Saved data entries:
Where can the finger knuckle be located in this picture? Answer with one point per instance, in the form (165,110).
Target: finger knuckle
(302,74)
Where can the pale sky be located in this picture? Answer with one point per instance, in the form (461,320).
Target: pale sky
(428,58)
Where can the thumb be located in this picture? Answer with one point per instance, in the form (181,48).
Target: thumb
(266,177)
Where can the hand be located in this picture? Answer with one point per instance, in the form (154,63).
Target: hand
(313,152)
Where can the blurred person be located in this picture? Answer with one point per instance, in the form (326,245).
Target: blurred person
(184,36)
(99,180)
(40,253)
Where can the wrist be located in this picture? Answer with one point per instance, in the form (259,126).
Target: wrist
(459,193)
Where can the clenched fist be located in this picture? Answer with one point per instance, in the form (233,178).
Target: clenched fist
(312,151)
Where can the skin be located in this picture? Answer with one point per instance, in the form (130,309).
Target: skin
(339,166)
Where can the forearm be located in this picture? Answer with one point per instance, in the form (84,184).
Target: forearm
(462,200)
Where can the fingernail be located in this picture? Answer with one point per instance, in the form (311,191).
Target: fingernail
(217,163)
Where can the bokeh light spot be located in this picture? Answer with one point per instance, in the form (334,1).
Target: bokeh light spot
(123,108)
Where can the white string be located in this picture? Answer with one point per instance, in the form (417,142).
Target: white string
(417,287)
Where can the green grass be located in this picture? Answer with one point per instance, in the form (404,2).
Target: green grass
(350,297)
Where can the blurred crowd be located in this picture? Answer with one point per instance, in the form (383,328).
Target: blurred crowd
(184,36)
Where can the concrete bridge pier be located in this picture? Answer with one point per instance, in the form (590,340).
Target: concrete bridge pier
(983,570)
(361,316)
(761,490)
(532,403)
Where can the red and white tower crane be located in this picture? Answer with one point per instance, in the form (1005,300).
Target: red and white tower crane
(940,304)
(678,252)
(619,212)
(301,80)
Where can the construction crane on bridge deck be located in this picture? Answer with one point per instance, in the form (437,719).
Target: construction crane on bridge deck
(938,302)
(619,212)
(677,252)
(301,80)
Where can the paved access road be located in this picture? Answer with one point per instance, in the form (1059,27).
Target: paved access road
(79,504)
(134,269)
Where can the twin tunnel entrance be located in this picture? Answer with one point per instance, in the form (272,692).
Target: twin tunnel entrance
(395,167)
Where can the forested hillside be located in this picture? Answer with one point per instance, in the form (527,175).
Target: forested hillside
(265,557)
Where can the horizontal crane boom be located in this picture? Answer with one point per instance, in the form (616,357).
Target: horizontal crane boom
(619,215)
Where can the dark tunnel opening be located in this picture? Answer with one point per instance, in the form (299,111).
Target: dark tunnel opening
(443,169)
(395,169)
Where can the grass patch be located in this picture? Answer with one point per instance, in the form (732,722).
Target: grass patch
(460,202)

**Work order**. Write out every entry above, word for word.

**Answer section**.
Where can the finger knuckle be located in this picture? Answer with one point per instance, in the form (165,110).
Target: finger knuckle
(302,74)
Where can the pale sky be located in this picture? Answer with one point per instance, in the form (461,320).
Target: pale sky
(428,58)
Where can the thumb be located in this picture? Answer with one point per instance, in the form (181,48).
Target: thumb
(266,177)
Where can the hand be located in this picture? Answer with one point per instance, in the form (154,63).
Target: hand
(313,152)
Where can the blurred person be located in this picture? Answer with one point per instance, in the form (326,245).
Target: blurred person
(184,36)
(99,180)
(40,253)
Where can the wrist be located in this picture? Answer with one point per instance, in the form (259,126).
Target: wrist
(459,193)
Where can the clenched fist be located in this picture? Answer with one point per instance, in the form (233,178).
Target: clenched fist
(312,151)
Where can the skin be located in this picture? Answer with one point per instance, in the form (130,309).
Target: skin
(339,166)
Where can the forearm be located in this picture? Answer with one point per instance, in the form (84,184).
Target: forearm
(462,200)
Where can the fingernail be located in this picture? Answer with one point per instance, in the form (311,191).
Target: fingernail
(217,163)
Where can the bokeh light spot be located in this picture? Answer with one point per instance, in the form (334,1).
Target: bokeh light spot
(123,108)
Where can the white string be located in this picture? Answer with one point per instance, in the form (417,142).
Target: white string
(417,287)
Where can the green grass be located in this picture? Answer with one point per instance, in the form (404,2).
Target: green grass
(350,297)
Where can the blurred crowd be located in this picture? Answer with one point per instance, in the form (383,328).
Target: blurred crowd
(184,36)
Where can the concrete bridge pier be located in this picture? Answer with one point per instance, in the form (590,340).
Target: concrete bridge pier
(983,570)
(361,316)
(761,490)
(532,403)
Where can the red and white tower crane be located in this picture? Answer with one point per instance, in the form (1005,300).
Target: red and white tower crane
(940,304)
(678,252)
(619,212)
(301,80)
Where can the construction crane on bridge deck be located in this picture? Answer with one point per instance, in the form (437,719).
Target: construction crane on bridge deck
(938,302)
(619,212)
(677,252)
(301,80)
Where can the paved access road be located in this picture? Answer with one point per instance, in the form (1059,27).
Target: paved access road
(79,504)
(134,269)
Where can the twin tunnel entrance be located in this picture? Answer with one point per instance, in the form (272,692).
Target: twin tunnel entrance
(395,167)
Where can the forested hillside be located in this picture? Answer with one point per instance, in the form (527,175).
Target: forested hillside
(265,557)
Where can the horizontal crane boom be located in this picture? Answer with one point per instance, in the form (616,357).
Target: horizontal crane boom
(619,215)
Where can the dark tunnel opening be located in this picture? Answer with one point per instance, in the form (299,111).
Target: dark tunnel opening
(443,169)
(395,169)
Where can the grass patch be located in this picture? Answer with one point per instance, in the form (732,722).
Target: grass patch
(460,202)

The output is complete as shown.